### RECORDS FOR PROCESSING
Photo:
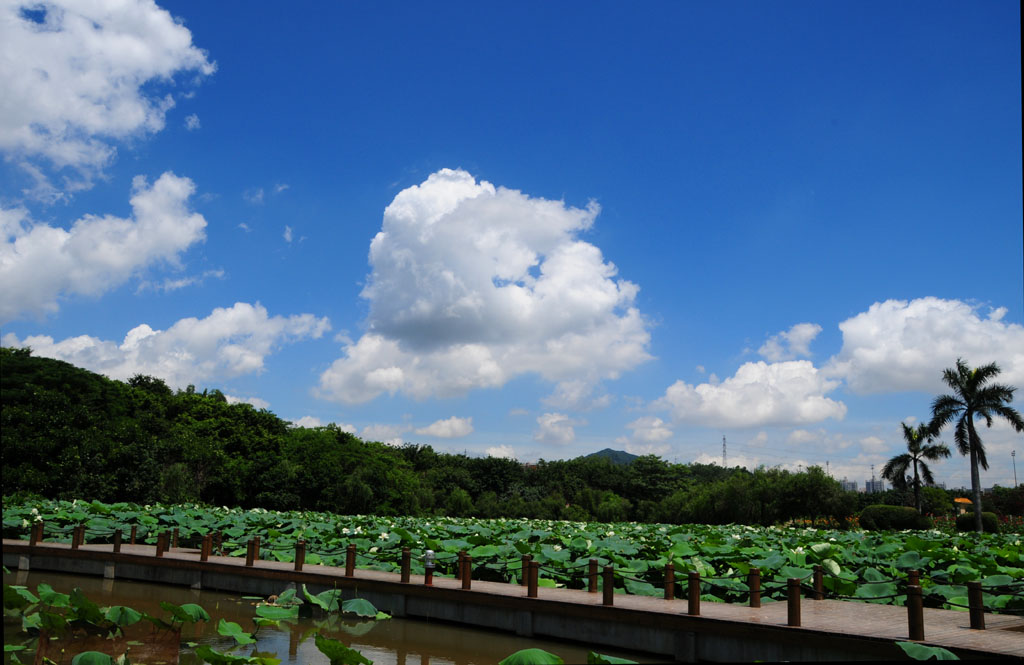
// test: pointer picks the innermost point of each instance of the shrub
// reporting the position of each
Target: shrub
(886, 517)
(989, 522)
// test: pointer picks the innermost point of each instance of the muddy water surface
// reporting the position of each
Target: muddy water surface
(394, 641)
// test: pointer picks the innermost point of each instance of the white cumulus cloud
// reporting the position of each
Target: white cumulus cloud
(79, 76)
(501, 451)
(40, 263)
(555, 428)
(904, 345)
(791, 344)
(649, 433)
(649, 429)
(450, 428)
(472, 285)
(386, 433)
(760, 393)
(309, 421)
(256, 402)
(229, 342)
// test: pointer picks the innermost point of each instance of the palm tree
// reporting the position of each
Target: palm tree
(972, 398)
(920, 448)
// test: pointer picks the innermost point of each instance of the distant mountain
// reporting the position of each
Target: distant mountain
(616, 456)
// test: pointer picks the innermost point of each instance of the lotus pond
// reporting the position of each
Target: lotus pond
(292, 640)
(857, 565)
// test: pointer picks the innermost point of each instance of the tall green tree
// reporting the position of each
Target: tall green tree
(919, 448)
(974, 397)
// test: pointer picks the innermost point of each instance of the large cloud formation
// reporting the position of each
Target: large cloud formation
(473, 285)
(760, 393)
(904, 345)
(39, 263)
(229, 342)
(78, 75)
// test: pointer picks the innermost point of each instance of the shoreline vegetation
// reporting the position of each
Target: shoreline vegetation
(71, 433)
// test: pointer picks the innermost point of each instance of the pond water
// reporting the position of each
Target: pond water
(393, 641)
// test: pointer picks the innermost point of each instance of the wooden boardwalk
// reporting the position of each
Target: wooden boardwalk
(821, 621)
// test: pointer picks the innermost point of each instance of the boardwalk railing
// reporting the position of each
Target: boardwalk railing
(589, 576)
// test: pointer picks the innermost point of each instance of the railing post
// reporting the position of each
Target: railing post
(754, 582)
(976, 600)
(608, 595)
(350, 560)
(428, 568)
(467, 572)
(693, 593)
(914, 613)
(793, 595)
(407, 564)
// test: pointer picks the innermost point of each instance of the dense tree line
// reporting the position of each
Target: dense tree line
(68, 432)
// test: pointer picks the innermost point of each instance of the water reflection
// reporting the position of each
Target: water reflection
(394, 641)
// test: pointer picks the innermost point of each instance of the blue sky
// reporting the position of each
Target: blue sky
(593, 224)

### THE TASK
Write out each line again precisely as it appears, skipping every picture.

### PROBLEM SOLUTION
Photo:
// test: pointer picks the innermost point of each instance of the shrub
// reporting the position of each
Target: shrub
(886, 517)
(989, 522)
// test: pointer picks the innermost point of each instance of the muddy water surface
// reporting the position of each
Target: muddy water surface
(394, 641)
// test: pointer picks the innermost point of each instance of the white cumulus cloud
// reporting the position of each
Target: white cumulus cloud
(79, 76)
(501, 451)
(40, 263)
(555, 428)
(904, 345)
(791, 344)
(649, 433)
(649, 429)
(450, 428)
(472, 285)
(386, 433)
(760, 393)
(309, 421)
(256, 402)
(229, 342)
// test: pointer picks the innermost point of each instance of the palm tree
// reporting the position of each
Target: palm tree
(972, 398)
(920, 448)
// test: pointer picks the innermost point of each instance of the distant mountain
// reporting the position of each
Target: distant mountain
(616, 456)
// test: pointer picks the innermost point of each instance of the lotus pond
// reporting the position of each
Target: lotus pond
(292, 640)
(857, 565)
// test: pointer picks the innermost point of each instance of the tall green tree
// reporting the position of each
Target: tall green tree
(919, 448)
(974, 397)
// test: pointer picks the innermost point of each instance of the large cloud formation
// reporting the position of each
Target: large cloud formation
(473, 285)
(760, 393)
(904, 345)
(39, 263)
(229, 342)
(78, 75)
// test: pointer picks the innermost point of each instance of the shoreline vegetation
// reporting the position of each
Target: shoreline vegetation
(71, 433)
// test: pointer picks the innermost point of each instance of the pond water
// reporting the position of each
Target: pond water
(393, 641)
// test: pointer picks the innermost point of each instance of the wooden boardwalk
// reporting the position of each
Target: wooden boardwalk
(821, 621)
// test: pointer picks the innermost point of each instance of the boardwalk railing
// reporting the position of each
Target: boardwalk railing
(589, 576)
// test: pointer picks the innermost point of each instance of the railing post
// reporting the position of each
Target: railing post
(754, 582)
(976, 600)
(608, 595)
(350, 560)
(428, 568)
(467, 572)
(693, 593)
(914, 613)
(793, 595)
(407, 564)
// test: pointer picks the innermost point of each instance of the dense tree line
// reporting the position of each
Target: dense tree line
(68, 432)
// test: pointer picks the innermost point of each instance of the water reflection
// reporting the position of each
Target: water reflection
(394, 641)
// test: pointer picks the innermost point of each instance of the blue sky
// reporting the position of each
Target: blue sky
(593, 224)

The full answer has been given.